Fragmento del documento:
La ética de la solidaridad no puede reducirse a roles sancionados por las instituciones sociales (roles que hacen de nosotros socios), ni es satisfecha por el que se limita a cumplir con su deber profesional. El otro es alguien que me afecta por encima de mi cualificación social. Es lo que ha querido enseñarnos Jesús con la parábola del buen samaritano (Lc 10, 25-37).

El deber de ser socios y de ser prójimo no se contraponen; son aspectos del comportamiento humano llamados a integrarse. El cargo profesional ha de ejercerse en forma personalizada, de modo que exprese solidaridad de acogida y amor al otro, mientras que la ayuda caritativa al prójimo debe cualificarse por la competencia profesional.

La organización asistencial, al limitarse a la eficiencia en el plano técnico, registra una reducción de la densidad humana, dando lugar a la prestación de servicios cada vez más anónimos y burocráticos, incapaces de crear un contacto auténticamente humano respecto a los asistidos. Giorgio La Pira (fi 1977), siendo alcalde de Florencia, declaró en 1954: "Vosotros tenéis respecto a mí un solo derecho: el de negarme la confianza. Pero no tenéis derecho a decirme: Señor alcalde, no se interese por las personas sin trabajo (despedidos o desocupados), sin casa (desahuciados), sin asistencia (ancianos, enfermos, niños)... Es mi deber fundamental... Si hay alguien que sufre, yo tengo un deber preciso: intervenir de todos los modos y con todos los medios que el amor sugiere y que la ley procura para que aquel sufrimiento se reduzca o mitigue... No existe otra forma de conducta para un alcalde cristiano".

Si la justicia se puede delimitar dentro de una formulación jurídica, la caridad impulsa a una actitud de inagotable participación, que comprende la atención a descifrar los nuevos rostros de la pobreza y el esfuerzo por sensibilizar a todos para que cada uno asuma su responsabilidad con espíritu de verdadera solidaridad.

Datos almacenados:
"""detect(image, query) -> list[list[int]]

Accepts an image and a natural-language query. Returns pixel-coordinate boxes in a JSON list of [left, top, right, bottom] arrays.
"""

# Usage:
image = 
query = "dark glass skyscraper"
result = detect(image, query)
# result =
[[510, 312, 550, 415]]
...
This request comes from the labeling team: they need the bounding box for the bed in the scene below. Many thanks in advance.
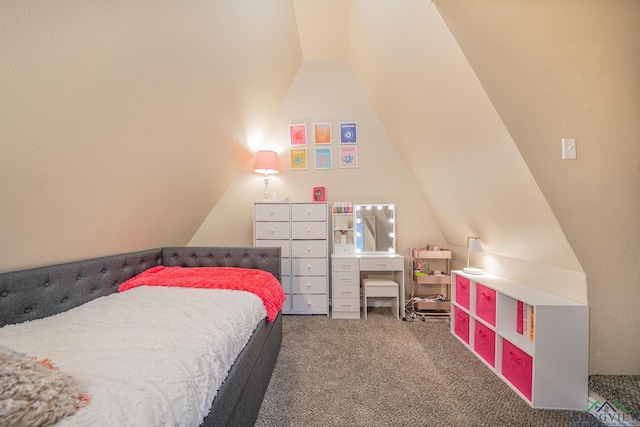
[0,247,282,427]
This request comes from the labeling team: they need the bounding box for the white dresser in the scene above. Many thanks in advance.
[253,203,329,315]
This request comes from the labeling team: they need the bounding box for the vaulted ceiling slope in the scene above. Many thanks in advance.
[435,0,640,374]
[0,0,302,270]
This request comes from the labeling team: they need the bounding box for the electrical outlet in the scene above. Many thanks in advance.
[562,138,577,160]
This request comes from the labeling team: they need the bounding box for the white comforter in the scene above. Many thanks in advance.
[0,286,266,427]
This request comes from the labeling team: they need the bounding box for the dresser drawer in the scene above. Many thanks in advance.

Qué hacer: Transcribe del texto sobre la ética de la solidaridad el pasaje comprendido entre "La ética de" y "la competencia profesional.", ambos inclusive. No es necesario consultar el listado.

Solución propuesta:
La ética de la solidaridad no puede reducirse a roles sancionados por las instituciones sociales (roles que hacen de nosotros socios), ni es satisfecha por el que se limita a cumplir con su deber profesional. El otro es alguien que me afecta por encima de mi cualificación social. Es lo que ha querido enseñarnos Jesús con la parábola del buen samaritano (Lc 10, 25-37).

El deber de ser socios y de ser prójimo no se contraponen; son aspectos del comportamiento humano llamados a integrarse. El cargo profesional ha de ejercerse en forma personalizada, de modo que exprese solidaridad de acogida y amor al otro, mientras que la ayuda caritativa al prójimo debe cualificarse por la competencia profesional.